(Data records)
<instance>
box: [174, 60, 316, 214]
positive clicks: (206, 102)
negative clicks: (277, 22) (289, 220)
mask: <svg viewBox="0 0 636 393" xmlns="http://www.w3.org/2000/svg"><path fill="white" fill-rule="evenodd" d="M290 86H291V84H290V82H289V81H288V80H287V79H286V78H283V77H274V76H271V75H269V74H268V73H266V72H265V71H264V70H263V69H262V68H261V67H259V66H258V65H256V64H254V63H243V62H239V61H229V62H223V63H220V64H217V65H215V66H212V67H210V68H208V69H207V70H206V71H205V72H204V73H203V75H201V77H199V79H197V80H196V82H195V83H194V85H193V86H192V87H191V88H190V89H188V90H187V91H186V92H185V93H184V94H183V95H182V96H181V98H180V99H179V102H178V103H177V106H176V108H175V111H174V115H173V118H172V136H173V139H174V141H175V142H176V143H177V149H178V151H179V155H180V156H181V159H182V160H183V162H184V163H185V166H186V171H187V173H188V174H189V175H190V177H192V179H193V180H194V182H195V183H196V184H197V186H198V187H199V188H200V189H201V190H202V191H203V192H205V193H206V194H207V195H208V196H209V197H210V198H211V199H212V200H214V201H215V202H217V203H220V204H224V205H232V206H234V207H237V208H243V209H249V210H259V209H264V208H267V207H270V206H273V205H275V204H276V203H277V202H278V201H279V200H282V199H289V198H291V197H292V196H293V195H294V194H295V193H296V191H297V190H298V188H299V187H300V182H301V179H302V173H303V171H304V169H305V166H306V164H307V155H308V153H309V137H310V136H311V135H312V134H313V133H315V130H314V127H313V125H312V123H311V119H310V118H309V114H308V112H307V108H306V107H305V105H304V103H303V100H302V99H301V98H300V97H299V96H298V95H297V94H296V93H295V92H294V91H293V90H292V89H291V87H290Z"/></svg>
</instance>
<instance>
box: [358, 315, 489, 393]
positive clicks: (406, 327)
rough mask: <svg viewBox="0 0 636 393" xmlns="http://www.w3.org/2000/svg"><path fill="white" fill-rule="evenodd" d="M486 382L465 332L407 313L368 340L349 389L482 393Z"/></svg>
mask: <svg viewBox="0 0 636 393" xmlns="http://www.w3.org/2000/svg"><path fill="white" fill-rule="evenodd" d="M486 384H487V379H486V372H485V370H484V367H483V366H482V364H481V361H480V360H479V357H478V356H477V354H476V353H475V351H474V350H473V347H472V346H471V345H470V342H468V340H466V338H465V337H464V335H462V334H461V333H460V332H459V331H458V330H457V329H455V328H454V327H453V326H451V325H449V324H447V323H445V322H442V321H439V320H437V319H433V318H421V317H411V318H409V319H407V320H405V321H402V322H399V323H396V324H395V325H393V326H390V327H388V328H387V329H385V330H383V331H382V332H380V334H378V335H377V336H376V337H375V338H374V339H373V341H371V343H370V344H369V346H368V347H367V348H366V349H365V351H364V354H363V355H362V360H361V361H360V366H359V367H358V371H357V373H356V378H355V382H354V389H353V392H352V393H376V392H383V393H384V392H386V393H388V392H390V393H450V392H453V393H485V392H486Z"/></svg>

■ EXERCISE: If a line appears above, it belongs in your answer, printed exactly.

■ REPLY TO THE EXERCISE:
<instance>
box: [174, 60, 316, 214]
positive clicks: (206, 102)
negative clicks: (277, 22) (289, 220)
mask: <svg viewBox="0 0 636 393" xmlns="http://www.w3.org/2000/svg"><path fill="white" fill-rule="evenodd" d="M290 86H291V84H290V82H289V81H288V80H287V79H286V78H283V77H274V76H271V75H269V74H268V73H266V72H265V71H264V70H263V69H262V68H261V67H259V66H258V65H256V64H254V63H243V62H239V61H229V62H223V63H220V64H217V65H215V66H212V67H210V68H208V69H207V70H206V71H205V72H204V73H203V75H201V77H199V79H197V80H196V82H195V83H194V85H193V86H192V87H191V88H190V89H188V90H187V91H186V92H185V93H184V94H183V95H182V96H181V98H180V99H179V102H178V103H177V106H176V108H175V111H174V115H173V118H172V136H173V139H174V141H175V142H176V143H177V149H178V151H179V155H180V156H181V159H182V160H183V162H184V163H185V166H186V171H187V173H188V174H189V175H190V177H192V179H193V180H194V182H195V183H196V184H197V186H198V187H199V188H200V189H201V190H202V191H203V192H205V193H206V194H207V195H208V196H209V197H210V198H211V199H212V200H214V201H215V202H217V203H220V204H224V205H232V206H234V207H237V208H243V209H249V210H259V209H264V208H267V207H270V206H273V205H275V204H276V203H277V202H278V201H279V200H282V199H289V198H291V197H292V196H293V195H294V194H295V193H296V191H297V190H298V188H299V187H300V182H301V179H302V173H303V171H304V169H305V166H306V164H307V155H308V153H309V137H310V136H311V135H312V134H313V133H315V130H314V127H313V125H312V123H311V119H310V118H309V114H308V112H307V108H306V107H305V105H304V103H303V100H302V99H301V98H300V97H299V96H298V95H297V94H296V93H295V92H294V91H293V90H292V89H291V87H290Z"/></svg>
</instance>
<instance>
box: [358, 315, 489, 393]
positive clicks: (406, 327)
rough mask: <svg viewBox="0 0 636 393" xmlns="http://www.w3.org/2000/svg"><path fill="white" fill-rule="evenodd" d="M486 382L465 332L407 313L368 340L349 389L482 393Z"/></svg>
mask: <svg viewBox="0 0 636 393" xmlns="http://www.w3.org/2000/svg"><path fill="white" fill-rule="evenodd" d="M486 384H487V379H486V372H485V370H484V367H483V366H482V364H481V361H480V360H479V357H478V356H477V354H476V353H475V351H474V350H473V347H472V346H471V345H470V342H468V340H466V338H465V337H464V335H462V334H461V333H460V332H459V331H458V330H457V329H455V328H454V327H453V326H451V325H449V324H447V323H445V322H442V321H439V320H437V319H433V318H421V317H411V318H409V319H407V320H405V321H402V322H399V323H396V324H395V325H393V326H390V327H388V328H387V329H385V330H383V331H382V332H380V334H378V335H377V336H376V337H375V338H374V339H373V341H371V343H370V344H369V346H368V347H367V348H366V349H365V351H364V354H363V355H362V360H361V361H360V366H359V367H358V371H357V373H356V378H355V382H354V389H353V392H352V393H376V392H383V393H384V392H386V393H388V392H390V393H450V392H453V393H485V392H486Z"/></svg>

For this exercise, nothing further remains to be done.